Recast the lines from the line containing "segment --target=white tabletop surface" to the line containing "M 162 400 L", both included, as a JSON list of strings, one string per line, leaving out any blank lines.

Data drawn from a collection
^^^^^^^^^^^^^^^^
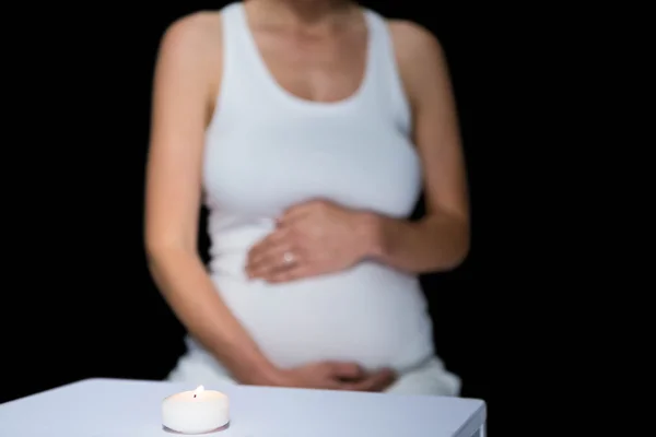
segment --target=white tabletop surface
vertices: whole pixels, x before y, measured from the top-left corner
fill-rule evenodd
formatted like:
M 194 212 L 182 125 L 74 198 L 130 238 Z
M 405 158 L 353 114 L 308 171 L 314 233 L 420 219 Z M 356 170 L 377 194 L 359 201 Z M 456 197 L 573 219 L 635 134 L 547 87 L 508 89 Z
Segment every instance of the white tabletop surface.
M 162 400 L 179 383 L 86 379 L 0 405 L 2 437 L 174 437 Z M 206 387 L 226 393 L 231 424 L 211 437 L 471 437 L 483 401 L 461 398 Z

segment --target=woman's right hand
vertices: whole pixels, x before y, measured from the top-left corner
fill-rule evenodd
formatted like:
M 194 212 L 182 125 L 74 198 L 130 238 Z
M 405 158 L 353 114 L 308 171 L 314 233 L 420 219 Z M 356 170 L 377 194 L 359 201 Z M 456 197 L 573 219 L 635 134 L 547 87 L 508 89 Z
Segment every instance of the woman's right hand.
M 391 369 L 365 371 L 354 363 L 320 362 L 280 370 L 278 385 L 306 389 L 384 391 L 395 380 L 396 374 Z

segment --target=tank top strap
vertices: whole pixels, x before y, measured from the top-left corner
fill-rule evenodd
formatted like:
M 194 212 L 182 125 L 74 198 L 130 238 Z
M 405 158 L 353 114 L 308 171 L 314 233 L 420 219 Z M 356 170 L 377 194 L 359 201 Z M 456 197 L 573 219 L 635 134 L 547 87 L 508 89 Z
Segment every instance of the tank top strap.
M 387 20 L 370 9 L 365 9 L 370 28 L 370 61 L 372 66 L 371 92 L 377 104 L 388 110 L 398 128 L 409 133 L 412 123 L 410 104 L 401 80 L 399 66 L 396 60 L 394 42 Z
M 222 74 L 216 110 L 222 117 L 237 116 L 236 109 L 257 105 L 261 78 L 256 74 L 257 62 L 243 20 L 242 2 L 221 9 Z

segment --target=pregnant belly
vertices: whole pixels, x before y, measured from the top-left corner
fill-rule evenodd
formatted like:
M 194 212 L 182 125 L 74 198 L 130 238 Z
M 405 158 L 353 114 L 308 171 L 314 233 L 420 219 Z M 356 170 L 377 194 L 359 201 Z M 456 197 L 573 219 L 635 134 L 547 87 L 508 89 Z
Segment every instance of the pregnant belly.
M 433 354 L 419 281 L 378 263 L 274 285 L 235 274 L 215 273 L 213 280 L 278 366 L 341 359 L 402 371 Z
^^^^^^^^^^^^^^^^
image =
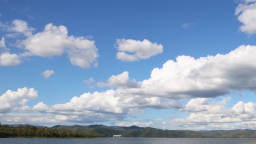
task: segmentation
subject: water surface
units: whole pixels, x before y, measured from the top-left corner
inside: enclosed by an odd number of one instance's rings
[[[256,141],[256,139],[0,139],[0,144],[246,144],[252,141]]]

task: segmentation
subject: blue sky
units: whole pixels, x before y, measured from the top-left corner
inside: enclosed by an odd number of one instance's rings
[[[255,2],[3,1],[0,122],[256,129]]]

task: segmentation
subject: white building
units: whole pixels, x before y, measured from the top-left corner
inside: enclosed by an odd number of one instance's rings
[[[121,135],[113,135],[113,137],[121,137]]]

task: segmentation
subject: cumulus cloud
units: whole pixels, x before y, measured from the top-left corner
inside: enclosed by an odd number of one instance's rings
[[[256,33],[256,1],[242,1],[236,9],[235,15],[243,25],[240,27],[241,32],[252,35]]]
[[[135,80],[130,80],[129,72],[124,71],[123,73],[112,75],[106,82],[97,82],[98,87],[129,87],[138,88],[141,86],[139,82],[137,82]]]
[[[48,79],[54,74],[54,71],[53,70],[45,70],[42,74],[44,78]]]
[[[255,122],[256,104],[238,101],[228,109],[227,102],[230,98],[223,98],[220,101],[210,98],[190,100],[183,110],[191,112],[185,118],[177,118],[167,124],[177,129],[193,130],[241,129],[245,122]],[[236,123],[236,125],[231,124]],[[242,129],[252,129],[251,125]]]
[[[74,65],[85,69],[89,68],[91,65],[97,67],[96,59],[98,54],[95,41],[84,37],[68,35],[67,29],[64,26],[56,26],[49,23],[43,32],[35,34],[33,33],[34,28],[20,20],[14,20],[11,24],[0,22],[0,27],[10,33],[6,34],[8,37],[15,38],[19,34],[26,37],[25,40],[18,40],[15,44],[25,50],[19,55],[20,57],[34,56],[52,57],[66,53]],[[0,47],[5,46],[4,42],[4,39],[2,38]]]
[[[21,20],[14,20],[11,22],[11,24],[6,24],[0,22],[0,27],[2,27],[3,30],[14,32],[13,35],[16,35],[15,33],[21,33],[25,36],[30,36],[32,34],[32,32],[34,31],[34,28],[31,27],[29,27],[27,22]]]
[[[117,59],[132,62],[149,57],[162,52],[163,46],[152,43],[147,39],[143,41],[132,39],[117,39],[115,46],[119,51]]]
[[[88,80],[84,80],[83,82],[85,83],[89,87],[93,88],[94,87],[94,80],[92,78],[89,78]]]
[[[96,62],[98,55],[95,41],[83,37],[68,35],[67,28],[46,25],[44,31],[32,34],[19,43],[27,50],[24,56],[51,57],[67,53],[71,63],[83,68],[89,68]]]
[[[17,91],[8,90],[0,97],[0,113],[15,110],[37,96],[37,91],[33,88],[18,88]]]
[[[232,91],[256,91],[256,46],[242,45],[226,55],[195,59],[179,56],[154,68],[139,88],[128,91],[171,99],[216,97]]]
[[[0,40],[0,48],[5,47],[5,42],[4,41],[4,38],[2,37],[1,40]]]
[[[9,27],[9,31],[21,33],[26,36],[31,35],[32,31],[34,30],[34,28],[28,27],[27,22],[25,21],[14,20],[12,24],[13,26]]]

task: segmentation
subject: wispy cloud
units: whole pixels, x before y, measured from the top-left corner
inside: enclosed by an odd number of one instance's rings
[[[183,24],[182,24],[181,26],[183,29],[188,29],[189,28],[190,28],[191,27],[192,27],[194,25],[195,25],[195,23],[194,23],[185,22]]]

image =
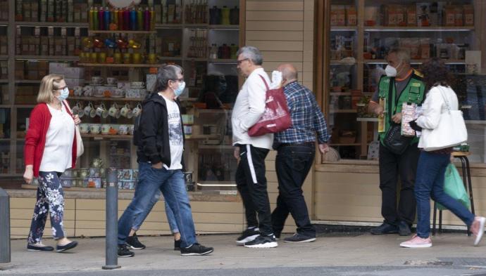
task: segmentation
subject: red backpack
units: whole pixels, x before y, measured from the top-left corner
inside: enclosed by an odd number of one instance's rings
^^^^^^^^^^^^^^^^
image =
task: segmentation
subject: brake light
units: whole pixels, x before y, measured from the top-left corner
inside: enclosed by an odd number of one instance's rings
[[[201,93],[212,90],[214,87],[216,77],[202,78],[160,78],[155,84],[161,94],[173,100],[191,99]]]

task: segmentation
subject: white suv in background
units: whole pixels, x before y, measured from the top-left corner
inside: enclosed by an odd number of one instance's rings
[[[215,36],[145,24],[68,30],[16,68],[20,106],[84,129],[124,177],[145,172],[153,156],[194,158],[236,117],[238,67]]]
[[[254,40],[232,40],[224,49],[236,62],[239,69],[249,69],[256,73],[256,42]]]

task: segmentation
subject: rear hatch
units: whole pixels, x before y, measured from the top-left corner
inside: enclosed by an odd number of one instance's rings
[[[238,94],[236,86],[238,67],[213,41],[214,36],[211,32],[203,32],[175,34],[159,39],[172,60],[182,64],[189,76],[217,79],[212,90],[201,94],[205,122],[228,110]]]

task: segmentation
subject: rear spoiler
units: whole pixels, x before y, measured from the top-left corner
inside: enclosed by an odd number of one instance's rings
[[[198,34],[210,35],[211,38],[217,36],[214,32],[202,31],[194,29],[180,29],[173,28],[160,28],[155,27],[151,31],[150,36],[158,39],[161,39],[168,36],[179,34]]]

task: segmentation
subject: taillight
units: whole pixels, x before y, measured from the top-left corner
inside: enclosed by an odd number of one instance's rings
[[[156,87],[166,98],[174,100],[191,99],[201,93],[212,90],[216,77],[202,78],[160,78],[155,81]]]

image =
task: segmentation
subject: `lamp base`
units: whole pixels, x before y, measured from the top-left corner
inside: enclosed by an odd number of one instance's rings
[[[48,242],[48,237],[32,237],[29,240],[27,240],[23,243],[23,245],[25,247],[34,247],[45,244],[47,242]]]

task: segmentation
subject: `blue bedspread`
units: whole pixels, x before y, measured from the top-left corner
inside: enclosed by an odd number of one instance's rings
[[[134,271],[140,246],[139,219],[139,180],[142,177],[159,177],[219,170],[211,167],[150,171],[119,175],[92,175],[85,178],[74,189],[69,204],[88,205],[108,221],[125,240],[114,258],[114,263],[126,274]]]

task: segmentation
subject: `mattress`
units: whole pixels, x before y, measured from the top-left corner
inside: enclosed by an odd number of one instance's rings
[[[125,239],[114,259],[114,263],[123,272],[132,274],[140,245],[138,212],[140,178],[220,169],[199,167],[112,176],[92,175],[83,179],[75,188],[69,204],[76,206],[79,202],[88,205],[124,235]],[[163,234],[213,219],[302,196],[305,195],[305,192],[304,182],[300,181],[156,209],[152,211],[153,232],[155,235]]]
^^^^^^^^^^^^^^^^
**Output for this exercise:**
[
  "segment --target=white tabletop surface",
  "vertices: whole pixels, x before y, measured from the top-left corner",
  "fill-rule evenodd",
  "formatted like:",
  "M 194 212 L 182 125 L 74 198 L 130 238 Z",
  "M 405 158 L 353 114 L 308 171 L 314 233 L 420 219 Z M 356 170 L 377 194 L 359 201 Z M 456 197 L 573 219 L 635 134 L 547 87 L 508 89 Z",
  "Segment every instance of the white tabletop surface.",
  "M 162 400 L 179 383 L 86 379 L 0 405 L 2 437 L 174 437 Z M 206 387 L 226 393 L 231 424 L 211 437 L 471 437 L 483 401 L 461 398 Z"
]